▶ [Exercise aim]
List every line in the material below that contains the word "target".

▶ [Stored records]
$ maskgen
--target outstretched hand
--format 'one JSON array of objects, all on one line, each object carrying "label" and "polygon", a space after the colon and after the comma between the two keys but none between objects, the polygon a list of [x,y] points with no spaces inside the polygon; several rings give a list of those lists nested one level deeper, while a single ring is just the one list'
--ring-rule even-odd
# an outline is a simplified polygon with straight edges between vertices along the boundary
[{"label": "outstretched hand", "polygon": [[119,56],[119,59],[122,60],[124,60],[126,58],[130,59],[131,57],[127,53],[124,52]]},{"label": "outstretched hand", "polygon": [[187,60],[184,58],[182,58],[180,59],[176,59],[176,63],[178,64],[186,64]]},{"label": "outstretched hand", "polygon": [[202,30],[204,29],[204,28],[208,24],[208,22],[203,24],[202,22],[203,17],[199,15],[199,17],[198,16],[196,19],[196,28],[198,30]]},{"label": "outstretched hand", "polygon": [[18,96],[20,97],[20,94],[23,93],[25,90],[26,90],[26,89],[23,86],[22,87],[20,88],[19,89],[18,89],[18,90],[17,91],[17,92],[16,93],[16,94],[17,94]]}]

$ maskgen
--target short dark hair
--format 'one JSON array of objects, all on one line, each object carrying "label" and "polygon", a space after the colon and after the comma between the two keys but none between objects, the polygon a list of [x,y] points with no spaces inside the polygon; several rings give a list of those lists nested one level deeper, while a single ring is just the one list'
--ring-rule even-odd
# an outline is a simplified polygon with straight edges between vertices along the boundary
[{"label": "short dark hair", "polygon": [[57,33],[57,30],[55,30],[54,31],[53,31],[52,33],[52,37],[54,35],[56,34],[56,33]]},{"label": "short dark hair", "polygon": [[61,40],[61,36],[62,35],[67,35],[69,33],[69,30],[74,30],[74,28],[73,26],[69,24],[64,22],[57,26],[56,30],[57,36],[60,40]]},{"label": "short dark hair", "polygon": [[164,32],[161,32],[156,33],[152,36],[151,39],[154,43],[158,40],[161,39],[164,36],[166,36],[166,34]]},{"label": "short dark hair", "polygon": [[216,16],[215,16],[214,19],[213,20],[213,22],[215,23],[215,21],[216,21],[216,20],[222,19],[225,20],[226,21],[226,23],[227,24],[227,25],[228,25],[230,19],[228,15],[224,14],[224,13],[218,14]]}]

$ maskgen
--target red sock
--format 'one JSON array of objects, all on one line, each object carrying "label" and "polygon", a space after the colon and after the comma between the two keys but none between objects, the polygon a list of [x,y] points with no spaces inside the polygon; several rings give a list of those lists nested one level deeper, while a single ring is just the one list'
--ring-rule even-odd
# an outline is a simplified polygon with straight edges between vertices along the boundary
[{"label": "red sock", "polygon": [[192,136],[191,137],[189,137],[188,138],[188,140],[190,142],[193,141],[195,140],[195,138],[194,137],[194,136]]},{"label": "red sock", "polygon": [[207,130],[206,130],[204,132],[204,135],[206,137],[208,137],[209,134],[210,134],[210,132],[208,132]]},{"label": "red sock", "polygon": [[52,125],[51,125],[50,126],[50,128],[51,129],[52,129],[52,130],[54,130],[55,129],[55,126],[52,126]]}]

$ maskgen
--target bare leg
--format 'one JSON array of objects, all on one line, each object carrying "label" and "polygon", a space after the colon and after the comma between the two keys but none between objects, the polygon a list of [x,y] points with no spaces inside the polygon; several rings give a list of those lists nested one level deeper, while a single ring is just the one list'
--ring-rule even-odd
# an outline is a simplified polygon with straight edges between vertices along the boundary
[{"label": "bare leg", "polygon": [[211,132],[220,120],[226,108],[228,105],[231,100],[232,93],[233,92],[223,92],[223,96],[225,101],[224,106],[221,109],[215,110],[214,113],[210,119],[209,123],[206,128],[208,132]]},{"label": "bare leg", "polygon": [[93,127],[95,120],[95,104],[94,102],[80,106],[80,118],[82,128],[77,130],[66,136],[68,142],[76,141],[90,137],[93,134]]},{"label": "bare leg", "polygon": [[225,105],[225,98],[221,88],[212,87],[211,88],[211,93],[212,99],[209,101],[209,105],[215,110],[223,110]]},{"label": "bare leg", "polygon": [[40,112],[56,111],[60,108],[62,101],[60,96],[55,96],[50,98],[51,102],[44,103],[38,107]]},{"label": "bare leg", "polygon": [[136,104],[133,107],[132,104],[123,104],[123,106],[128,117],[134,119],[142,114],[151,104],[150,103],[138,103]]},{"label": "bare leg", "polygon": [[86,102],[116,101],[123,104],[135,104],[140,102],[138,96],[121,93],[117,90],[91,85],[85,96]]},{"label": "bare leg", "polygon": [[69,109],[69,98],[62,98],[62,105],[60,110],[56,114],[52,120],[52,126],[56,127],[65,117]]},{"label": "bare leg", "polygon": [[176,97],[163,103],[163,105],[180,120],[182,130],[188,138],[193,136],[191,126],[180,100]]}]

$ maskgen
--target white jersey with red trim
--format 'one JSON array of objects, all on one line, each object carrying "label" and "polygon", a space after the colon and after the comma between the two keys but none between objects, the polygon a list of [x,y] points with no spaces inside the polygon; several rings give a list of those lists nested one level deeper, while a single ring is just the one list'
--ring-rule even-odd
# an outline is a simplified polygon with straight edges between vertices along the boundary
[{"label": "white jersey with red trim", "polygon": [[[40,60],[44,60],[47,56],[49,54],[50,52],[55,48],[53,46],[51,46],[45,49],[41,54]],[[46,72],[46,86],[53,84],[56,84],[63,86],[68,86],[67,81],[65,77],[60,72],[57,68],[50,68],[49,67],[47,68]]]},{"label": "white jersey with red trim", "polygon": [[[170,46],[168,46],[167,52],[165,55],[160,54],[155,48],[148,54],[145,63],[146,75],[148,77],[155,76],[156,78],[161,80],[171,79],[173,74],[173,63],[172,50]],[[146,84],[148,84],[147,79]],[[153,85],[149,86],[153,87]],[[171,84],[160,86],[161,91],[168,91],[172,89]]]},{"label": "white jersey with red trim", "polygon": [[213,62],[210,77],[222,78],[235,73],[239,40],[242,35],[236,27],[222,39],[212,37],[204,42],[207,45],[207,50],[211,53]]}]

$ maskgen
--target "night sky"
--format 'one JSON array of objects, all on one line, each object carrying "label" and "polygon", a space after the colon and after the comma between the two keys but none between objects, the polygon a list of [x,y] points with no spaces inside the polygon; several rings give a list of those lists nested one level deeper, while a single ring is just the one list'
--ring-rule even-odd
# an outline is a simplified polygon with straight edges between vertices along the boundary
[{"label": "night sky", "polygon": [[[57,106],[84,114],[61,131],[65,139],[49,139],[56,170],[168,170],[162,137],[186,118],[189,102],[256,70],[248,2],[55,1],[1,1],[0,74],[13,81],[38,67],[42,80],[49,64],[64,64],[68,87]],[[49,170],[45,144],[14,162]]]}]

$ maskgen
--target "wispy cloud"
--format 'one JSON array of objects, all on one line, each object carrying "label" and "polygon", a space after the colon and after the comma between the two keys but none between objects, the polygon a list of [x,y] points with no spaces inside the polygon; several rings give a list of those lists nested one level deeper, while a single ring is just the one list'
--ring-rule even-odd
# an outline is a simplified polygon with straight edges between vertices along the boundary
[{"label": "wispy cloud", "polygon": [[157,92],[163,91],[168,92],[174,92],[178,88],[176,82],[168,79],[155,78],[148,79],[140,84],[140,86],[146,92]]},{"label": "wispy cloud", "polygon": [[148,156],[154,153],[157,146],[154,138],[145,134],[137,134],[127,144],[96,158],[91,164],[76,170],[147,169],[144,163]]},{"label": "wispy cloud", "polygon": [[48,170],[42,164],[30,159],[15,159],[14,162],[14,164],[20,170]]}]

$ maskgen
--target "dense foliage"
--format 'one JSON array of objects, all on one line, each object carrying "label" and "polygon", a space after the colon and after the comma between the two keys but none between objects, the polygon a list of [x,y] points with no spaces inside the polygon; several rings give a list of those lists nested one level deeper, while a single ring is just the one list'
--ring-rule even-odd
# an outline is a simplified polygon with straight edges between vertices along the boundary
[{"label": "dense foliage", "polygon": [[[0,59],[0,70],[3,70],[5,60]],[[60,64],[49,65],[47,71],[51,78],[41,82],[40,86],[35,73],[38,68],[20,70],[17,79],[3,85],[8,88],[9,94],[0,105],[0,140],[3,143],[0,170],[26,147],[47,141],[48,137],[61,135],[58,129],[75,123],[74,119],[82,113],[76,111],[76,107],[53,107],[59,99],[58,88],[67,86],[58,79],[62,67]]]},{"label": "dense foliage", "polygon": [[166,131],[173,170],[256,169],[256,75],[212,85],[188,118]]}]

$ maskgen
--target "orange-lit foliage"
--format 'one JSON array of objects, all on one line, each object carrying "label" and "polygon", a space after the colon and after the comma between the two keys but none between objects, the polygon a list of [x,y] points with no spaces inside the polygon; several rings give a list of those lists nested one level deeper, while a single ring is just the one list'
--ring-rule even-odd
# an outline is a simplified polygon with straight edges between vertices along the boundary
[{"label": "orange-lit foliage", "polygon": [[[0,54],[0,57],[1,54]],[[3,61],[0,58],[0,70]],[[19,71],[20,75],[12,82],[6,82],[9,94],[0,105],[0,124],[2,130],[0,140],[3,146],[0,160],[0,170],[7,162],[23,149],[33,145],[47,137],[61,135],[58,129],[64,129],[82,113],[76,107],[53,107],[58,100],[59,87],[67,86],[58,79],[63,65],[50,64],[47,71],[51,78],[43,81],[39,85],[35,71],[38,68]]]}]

▶ [Expected answer]
--target outstretched hand
--target short dark hair
--target red sock
--target bare leg
--target white jersey with red trim
--target "night sky"
--target "wispy cloud"
--target "dense foliage"
--target "orange-lit foliage"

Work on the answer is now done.